-- Extracted data --
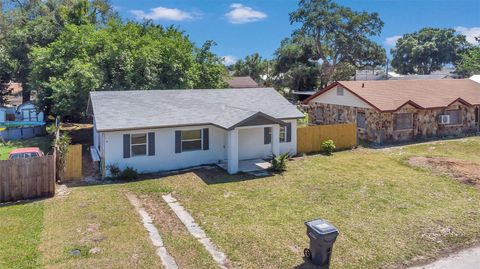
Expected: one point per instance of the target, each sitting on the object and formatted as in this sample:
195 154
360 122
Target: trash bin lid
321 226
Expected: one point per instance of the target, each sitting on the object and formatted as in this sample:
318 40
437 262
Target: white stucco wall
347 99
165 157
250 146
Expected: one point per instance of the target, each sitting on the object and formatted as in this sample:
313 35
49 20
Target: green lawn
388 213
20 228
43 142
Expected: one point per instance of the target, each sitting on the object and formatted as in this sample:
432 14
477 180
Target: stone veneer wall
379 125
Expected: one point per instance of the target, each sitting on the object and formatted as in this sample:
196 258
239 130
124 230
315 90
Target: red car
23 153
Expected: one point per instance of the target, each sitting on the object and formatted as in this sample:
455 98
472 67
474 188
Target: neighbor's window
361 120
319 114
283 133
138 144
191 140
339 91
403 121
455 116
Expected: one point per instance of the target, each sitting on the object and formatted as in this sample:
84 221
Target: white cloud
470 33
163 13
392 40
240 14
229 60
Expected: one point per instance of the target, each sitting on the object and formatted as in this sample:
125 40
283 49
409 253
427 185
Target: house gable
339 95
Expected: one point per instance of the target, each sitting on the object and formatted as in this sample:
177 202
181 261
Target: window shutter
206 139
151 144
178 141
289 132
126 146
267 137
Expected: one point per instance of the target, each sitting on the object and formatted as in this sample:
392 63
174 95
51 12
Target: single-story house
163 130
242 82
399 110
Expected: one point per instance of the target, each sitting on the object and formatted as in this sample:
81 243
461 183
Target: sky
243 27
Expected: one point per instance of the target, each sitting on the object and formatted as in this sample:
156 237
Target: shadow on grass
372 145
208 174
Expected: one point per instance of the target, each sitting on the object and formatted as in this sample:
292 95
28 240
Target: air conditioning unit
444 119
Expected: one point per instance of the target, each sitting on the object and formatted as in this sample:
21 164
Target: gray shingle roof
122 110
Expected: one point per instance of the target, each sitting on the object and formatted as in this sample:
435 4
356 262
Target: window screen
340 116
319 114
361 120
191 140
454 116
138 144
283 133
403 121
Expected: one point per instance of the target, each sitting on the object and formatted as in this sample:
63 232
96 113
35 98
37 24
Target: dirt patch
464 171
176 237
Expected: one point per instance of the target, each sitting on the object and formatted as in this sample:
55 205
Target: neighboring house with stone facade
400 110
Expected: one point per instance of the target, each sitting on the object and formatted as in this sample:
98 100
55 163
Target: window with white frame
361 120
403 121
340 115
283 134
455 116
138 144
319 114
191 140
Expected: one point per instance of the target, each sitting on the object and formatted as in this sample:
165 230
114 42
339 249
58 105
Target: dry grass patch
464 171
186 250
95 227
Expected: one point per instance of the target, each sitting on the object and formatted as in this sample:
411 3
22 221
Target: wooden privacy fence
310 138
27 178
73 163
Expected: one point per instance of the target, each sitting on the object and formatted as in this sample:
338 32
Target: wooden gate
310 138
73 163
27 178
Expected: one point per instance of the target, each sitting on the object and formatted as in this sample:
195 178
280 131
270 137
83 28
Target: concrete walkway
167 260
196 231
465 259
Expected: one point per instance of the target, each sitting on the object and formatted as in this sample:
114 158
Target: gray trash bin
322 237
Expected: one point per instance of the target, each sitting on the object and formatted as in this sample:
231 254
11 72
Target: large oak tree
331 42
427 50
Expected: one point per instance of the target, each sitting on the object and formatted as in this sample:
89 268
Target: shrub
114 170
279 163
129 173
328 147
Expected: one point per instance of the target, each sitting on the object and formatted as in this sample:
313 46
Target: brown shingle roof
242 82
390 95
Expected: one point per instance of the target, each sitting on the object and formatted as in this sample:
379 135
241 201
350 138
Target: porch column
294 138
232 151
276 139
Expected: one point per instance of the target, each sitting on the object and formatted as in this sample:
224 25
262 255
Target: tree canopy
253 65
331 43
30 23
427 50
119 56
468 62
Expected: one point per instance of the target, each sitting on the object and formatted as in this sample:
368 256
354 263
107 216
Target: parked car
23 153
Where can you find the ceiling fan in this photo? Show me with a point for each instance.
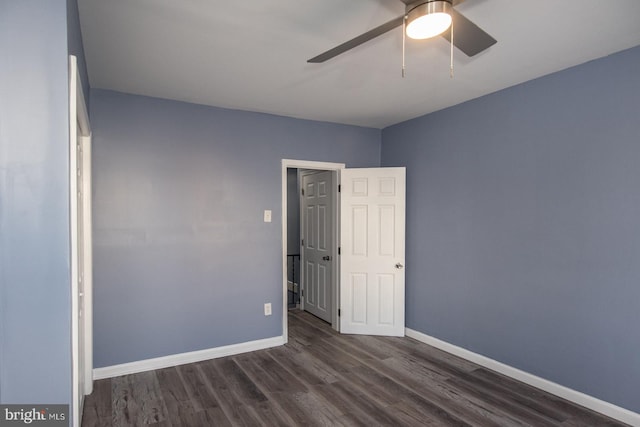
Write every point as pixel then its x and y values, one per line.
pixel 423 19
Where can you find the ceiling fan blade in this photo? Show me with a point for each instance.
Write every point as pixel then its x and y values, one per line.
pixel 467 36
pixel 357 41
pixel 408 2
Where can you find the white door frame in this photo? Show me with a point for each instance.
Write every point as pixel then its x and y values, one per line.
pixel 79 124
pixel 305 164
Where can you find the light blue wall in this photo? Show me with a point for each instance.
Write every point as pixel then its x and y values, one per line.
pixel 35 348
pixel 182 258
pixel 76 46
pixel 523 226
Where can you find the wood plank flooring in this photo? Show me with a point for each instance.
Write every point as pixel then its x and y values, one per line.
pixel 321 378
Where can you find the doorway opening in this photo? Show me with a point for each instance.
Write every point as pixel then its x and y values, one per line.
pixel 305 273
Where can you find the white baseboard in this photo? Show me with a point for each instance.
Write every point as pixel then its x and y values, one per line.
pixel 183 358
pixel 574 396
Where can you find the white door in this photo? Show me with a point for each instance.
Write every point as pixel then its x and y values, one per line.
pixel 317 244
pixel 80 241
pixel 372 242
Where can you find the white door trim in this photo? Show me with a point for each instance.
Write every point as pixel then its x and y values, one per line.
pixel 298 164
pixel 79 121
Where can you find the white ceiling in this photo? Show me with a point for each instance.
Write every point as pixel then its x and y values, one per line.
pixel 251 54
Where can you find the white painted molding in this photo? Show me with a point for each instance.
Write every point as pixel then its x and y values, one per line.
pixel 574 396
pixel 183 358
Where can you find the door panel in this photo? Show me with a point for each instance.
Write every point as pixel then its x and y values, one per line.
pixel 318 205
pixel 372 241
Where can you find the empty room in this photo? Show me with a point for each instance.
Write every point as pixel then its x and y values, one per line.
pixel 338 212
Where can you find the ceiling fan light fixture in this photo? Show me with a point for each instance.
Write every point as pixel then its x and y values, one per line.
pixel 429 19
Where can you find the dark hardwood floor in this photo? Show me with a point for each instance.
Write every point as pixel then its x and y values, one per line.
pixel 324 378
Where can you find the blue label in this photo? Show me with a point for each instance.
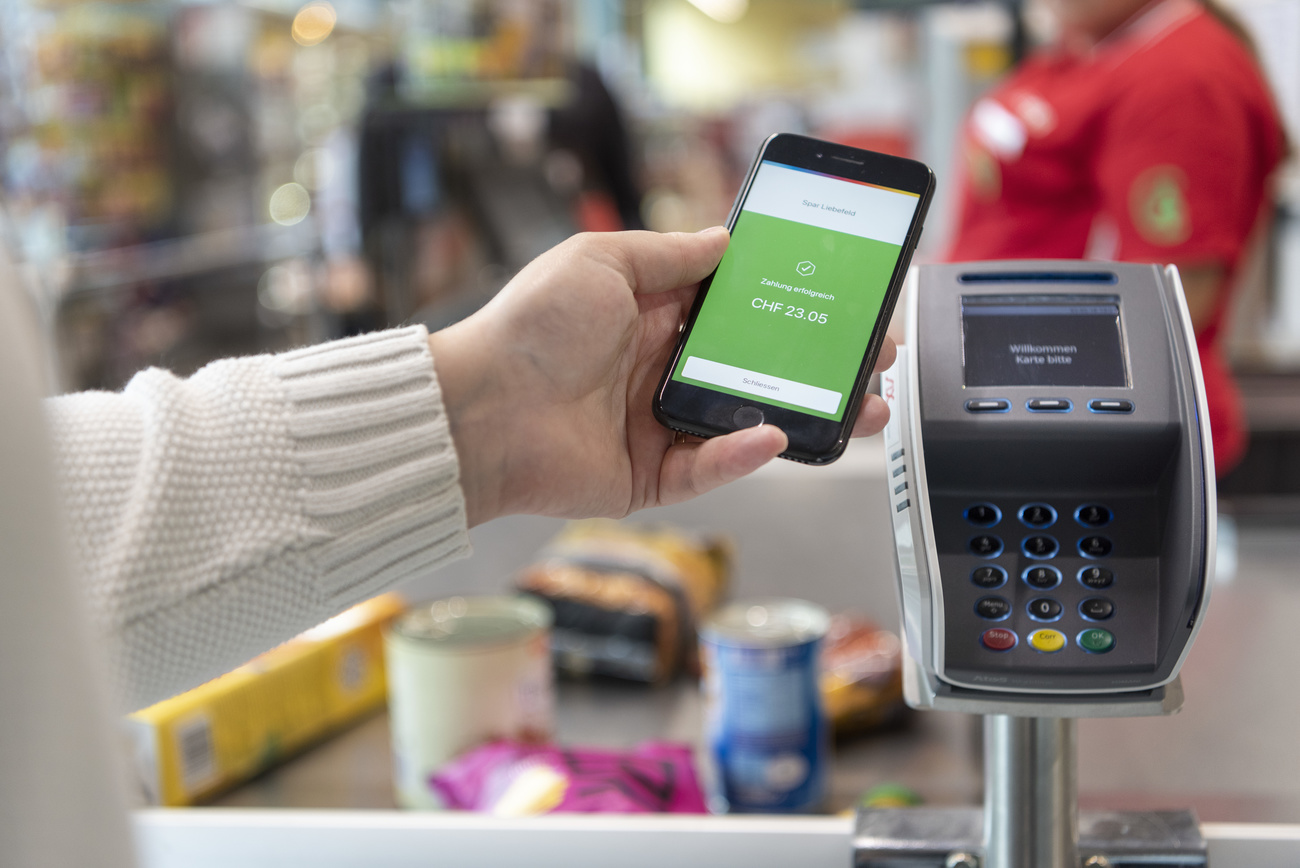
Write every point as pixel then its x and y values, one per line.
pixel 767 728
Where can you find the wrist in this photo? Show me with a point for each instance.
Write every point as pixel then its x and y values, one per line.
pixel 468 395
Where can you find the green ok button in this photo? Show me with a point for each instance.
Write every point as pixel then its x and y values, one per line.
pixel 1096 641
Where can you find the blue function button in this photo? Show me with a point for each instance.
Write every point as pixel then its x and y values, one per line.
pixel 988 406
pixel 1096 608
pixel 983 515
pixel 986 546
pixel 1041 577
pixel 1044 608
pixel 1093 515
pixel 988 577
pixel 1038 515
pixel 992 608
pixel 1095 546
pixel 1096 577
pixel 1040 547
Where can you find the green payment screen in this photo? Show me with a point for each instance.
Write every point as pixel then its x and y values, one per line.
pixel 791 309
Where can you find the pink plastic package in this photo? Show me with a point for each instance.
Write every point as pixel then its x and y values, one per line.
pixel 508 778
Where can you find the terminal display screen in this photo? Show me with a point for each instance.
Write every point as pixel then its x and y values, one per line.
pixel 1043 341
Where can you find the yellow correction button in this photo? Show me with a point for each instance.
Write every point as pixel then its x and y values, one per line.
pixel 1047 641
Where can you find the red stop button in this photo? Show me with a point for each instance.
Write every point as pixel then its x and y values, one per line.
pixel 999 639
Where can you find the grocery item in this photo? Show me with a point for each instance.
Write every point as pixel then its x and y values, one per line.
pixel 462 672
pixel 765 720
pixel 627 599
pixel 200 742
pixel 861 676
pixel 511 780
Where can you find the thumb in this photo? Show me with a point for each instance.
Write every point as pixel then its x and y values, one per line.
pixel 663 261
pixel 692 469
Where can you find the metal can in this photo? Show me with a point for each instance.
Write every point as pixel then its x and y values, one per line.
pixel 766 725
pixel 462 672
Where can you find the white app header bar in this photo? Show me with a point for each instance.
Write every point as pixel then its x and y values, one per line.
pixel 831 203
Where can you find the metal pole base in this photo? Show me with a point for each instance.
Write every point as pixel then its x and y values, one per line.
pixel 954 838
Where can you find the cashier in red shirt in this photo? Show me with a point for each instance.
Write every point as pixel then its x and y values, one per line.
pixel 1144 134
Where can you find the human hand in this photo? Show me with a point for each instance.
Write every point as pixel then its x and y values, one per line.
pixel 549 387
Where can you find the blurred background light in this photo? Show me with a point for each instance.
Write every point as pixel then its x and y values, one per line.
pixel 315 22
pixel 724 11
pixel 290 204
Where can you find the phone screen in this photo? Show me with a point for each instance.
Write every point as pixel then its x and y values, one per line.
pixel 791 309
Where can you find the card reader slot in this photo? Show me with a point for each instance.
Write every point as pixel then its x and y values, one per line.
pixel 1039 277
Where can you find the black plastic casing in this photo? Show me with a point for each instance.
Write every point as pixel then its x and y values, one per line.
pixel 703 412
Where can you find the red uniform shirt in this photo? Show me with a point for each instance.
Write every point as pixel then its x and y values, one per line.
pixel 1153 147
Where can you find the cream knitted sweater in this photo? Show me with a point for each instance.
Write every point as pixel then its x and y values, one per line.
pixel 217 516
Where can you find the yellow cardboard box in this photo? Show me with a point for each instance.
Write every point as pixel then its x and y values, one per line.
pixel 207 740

-- Exercise brief --
Filter the entries down to the lines that hold "yellow". Copy those lines.

-- Response area --
Where can you find the yellow correction button in this photo? Show me with a point for each instance.
Where can you find the yellow cardboard box in this photo? Show me with a point for each instance.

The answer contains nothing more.